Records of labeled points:
※
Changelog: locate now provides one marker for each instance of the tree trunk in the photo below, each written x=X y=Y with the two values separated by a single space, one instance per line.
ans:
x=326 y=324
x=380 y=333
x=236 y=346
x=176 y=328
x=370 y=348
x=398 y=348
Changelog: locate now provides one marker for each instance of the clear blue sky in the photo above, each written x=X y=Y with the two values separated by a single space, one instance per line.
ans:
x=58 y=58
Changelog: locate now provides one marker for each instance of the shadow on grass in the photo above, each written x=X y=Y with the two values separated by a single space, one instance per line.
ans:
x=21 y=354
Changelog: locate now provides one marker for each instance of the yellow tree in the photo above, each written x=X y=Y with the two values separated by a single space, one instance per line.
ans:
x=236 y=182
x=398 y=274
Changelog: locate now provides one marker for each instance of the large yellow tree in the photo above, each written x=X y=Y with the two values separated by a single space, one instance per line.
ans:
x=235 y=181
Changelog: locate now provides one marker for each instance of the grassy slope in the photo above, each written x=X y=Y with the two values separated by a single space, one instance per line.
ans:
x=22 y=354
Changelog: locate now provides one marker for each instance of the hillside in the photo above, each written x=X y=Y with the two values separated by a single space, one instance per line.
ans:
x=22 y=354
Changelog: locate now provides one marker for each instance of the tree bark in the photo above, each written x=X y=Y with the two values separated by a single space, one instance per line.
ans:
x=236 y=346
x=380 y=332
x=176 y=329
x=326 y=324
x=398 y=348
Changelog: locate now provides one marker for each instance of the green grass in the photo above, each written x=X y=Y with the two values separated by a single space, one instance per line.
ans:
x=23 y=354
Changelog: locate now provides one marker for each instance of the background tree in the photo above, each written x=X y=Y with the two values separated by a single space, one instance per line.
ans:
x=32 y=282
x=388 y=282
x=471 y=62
※
» **Prompt**
Rewrite all of the records above as a Markdown table with two columns, Row No. and Line, giving each line its own numbered row and leaving out any blank lines.

» **Task solution**
| Row No. | Line |
|---|---|
| 1 | Changelog: locate now provides one marker for each instance of the tree trunk in the photo below, each written x=X y=Y with the two values separated by a single space, one instance per line. |
| 2 | ans: |
| 3 | x=326 y=324 |
| 4 | x=380 y=333 |
| 5 | x=236 y=346 |
| 6 | x=176 y=328 |
| 7 | x=370 y=348 |
| 8 | x=398 y=348 |
| 9 | Changelog: locate now provides one marker for each instance of the clear blue sky in the photo above, each written x=X y=Y with the two values separated by a single space, one instance per line. |
| 10 | ans: |
| 11 | x=58 y=58 |
| 12 | Changelog: locate now provides one marker for each instance of the shadow on grass in the photo above, each written x=X y=Y with the two values separated by a single space, one instance per line. |
| 13 | ans: |
| 14 | x=21 y=354 |
| 15 | Changelog: locate now provides one marker for each instance of the yellow tree in the photo above, each written x=X y=Y with the two values separated by a single space, one instance per line. |
| 16 | ans: |
| 17 | x=236 y=182 |
| 18 | x=398 y=274 |
| 19 | Changelog: locate now provides one marker for each instance of the large yellow tree in the photo above, each written x=X y=Y with the two values separated by a single space, one instance per line. |
| 20 | ans: |
| 21 | x=235 y=181 |
| 22 | Changelog: locate now provides one marker for each instance of the grassy slope in the photo above, each written x=X y=Y with the two values separated by a single space, one instance per line. |
| 23 | ans: |
| 24 | x=22 y=354 |
| 25 | Changelog: locate now provides one marker for each instance of the hillside in the photo above, each written x=X y=Y with the two values separated by a single space, one instance per line. |
| 26 | ans: |
| 27 | x=22 y=354 |
| 28 | Changelog: locate now provides one marker for each instance of the tree bark in the photo above, each written x=X y=Y with the two values separated by a single space, one instance per line. |
| 29 | ans: |
| 30 | x=236 y=346 |
| 31 | x=380 y=332 |
| 32 | x=176 y=329 |
| 33 | x=326 y=324 |
| 34 | x=398 y=348 |
| 35 | Changelog: locate now provides one marker for each instance of the green grass in the photo above, each written x=X y=Y with the two values separated by a single space, one instance per line. |
| 36 | ans: |
| 37 | x=23 y=354 |
| 38 | Changelog: locate now provides one marker for each instance of the background tree in the photo above, each written x=X y=Y with the two values separated by a single space, one instance per line. |
| 39 | ans: |
| 40 | x=32 y=282 |
| 41 | x=388 y=282 |
| 42 | x=471 y=62 |